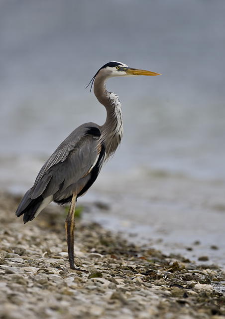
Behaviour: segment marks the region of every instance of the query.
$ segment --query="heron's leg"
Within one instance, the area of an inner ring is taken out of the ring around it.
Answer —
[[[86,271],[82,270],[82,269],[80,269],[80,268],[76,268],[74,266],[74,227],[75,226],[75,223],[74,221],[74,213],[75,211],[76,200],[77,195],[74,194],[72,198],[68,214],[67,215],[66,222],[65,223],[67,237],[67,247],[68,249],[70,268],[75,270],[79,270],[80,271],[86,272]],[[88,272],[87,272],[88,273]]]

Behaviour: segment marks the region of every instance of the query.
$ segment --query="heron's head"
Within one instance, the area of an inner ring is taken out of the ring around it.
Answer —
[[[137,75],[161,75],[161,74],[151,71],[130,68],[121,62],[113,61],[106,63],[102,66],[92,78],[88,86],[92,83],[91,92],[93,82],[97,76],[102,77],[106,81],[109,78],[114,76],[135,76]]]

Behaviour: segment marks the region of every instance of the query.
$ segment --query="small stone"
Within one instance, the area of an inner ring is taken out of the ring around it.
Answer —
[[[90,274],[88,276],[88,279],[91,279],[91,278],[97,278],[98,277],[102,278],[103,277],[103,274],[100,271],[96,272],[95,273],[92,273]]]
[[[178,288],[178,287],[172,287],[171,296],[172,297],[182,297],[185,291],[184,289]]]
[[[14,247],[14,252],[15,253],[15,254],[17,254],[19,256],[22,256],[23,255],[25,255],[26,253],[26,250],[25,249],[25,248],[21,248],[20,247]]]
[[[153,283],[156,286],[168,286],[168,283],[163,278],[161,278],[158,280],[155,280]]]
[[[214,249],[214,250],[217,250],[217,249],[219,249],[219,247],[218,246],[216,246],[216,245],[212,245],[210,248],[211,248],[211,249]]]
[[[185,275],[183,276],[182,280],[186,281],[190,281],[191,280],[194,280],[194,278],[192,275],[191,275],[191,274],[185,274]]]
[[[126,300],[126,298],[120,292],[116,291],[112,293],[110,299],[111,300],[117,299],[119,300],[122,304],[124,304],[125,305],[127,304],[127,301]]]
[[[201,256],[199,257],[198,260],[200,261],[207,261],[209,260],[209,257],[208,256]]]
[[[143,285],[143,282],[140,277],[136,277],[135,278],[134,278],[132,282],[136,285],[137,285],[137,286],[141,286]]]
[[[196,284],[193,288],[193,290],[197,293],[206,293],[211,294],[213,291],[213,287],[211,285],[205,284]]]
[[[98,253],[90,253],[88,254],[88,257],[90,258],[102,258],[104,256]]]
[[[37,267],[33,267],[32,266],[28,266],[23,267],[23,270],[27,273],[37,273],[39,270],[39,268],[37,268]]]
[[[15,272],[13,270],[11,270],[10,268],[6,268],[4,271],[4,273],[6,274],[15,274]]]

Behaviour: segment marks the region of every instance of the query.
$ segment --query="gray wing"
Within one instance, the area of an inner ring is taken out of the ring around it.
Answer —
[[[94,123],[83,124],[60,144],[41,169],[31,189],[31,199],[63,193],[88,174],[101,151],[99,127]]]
...
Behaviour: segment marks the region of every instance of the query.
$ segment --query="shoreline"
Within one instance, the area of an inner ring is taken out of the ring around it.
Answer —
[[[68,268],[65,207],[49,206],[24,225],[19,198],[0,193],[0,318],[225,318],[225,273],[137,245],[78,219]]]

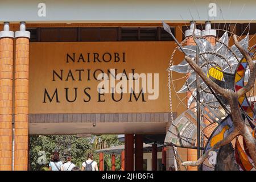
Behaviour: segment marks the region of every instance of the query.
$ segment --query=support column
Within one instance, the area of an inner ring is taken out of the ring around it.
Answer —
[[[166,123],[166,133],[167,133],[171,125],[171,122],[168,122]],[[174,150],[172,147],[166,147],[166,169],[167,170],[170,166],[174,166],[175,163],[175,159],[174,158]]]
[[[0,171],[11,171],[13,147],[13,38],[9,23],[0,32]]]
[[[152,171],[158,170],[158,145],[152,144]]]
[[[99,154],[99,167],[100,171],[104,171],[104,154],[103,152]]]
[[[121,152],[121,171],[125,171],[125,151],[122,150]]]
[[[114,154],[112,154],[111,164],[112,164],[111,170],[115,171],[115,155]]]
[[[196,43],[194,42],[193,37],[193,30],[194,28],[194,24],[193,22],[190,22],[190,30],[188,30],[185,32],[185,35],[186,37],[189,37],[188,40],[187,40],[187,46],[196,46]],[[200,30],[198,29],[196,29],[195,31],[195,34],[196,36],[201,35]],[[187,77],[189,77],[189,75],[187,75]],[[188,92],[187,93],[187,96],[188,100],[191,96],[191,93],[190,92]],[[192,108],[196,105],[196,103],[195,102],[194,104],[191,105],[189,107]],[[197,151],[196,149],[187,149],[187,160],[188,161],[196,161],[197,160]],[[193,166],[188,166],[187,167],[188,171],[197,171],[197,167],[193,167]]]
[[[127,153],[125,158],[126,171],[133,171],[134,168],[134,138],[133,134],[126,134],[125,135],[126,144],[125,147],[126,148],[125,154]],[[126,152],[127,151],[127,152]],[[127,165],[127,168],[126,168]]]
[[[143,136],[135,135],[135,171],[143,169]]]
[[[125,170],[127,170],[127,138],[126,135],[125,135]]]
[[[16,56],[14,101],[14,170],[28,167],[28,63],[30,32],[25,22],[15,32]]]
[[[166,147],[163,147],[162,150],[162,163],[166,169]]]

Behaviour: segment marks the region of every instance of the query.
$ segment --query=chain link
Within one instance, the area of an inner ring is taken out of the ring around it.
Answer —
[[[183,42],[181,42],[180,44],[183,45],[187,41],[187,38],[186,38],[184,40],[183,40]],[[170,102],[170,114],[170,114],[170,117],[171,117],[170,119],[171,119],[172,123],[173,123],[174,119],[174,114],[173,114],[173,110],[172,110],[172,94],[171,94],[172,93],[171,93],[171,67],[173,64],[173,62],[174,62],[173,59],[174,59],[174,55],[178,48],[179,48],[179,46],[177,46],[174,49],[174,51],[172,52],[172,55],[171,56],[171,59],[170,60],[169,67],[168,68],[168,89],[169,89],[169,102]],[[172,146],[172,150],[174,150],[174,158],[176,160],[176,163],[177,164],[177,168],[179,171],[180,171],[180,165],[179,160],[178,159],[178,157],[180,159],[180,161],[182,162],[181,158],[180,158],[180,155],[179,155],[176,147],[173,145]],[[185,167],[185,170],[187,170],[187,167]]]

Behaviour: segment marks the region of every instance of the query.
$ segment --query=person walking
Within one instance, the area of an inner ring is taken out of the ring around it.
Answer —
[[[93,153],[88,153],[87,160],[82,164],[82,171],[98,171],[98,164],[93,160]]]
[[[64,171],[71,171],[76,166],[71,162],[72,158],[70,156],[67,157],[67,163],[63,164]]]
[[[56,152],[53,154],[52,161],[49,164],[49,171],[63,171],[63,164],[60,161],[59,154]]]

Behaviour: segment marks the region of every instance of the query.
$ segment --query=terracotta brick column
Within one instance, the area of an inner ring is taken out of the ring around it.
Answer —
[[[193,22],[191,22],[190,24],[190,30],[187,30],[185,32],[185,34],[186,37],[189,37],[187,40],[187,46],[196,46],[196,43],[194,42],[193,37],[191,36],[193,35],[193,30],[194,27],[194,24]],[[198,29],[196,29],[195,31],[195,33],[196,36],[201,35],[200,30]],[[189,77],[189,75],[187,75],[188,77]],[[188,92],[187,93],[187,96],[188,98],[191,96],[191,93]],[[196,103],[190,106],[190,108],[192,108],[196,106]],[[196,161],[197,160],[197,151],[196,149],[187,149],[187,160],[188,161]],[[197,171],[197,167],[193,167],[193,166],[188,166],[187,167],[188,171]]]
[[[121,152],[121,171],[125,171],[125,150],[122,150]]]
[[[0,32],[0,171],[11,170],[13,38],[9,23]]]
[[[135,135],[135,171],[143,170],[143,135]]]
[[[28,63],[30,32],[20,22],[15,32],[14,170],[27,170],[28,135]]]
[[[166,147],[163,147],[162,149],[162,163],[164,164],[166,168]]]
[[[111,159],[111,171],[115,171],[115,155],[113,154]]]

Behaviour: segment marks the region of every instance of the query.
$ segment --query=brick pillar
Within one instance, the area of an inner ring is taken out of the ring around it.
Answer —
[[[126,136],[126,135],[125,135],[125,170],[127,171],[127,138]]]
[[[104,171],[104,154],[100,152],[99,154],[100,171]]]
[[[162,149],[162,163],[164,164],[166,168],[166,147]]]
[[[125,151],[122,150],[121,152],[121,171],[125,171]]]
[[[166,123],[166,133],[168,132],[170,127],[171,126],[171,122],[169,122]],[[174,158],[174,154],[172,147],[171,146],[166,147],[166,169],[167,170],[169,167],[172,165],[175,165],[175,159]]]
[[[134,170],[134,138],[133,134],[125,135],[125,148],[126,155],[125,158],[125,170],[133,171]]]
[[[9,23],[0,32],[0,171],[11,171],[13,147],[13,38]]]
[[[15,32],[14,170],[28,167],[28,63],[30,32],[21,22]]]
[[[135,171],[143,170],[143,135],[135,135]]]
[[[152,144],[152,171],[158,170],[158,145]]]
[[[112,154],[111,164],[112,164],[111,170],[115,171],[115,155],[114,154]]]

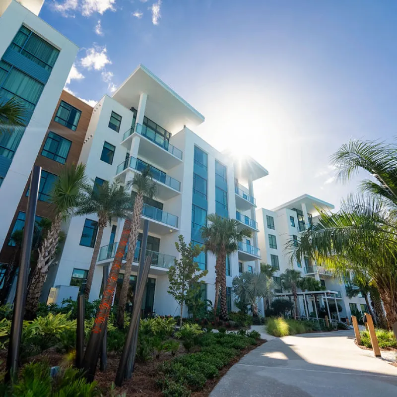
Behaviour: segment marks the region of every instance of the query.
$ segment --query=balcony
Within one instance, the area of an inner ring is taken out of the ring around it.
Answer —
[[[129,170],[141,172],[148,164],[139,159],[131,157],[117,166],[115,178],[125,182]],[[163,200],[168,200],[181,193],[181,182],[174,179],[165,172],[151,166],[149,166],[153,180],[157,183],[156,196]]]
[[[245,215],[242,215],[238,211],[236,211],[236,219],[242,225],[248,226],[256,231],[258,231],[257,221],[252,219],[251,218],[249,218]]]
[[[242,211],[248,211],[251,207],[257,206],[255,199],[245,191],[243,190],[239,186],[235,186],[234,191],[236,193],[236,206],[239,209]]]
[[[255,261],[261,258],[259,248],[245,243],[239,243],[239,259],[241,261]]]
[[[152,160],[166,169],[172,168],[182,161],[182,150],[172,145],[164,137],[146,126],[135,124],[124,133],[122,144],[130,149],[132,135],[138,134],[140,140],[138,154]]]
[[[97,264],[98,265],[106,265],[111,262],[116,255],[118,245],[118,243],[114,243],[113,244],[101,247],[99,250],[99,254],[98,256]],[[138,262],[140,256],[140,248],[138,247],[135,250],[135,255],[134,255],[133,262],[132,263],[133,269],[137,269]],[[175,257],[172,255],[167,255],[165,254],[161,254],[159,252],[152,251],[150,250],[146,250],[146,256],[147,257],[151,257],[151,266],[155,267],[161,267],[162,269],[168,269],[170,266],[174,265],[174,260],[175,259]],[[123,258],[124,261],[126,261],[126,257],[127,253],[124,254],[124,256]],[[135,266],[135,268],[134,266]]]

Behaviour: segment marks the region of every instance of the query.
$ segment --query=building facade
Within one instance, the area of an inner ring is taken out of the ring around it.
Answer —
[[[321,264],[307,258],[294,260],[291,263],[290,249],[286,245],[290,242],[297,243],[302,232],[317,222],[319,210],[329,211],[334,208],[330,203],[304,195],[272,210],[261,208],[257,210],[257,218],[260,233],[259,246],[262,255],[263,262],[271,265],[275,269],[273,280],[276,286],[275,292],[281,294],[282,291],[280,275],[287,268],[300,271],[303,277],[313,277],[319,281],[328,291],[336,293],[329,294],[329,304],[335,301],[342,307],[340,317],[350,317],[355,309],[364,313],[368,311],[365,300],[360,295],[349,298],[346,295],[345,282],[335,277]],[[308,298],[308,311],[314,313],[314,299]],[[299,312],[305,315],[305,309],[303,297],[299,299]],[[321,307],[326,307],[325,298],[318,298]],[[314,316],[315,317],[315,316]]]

### WRITTEN REQUEST
List each line of the listing above that contains the string "column".

### EXERCISE RESULT
$ segment --query=support column
$ segment --query=terracotta brick column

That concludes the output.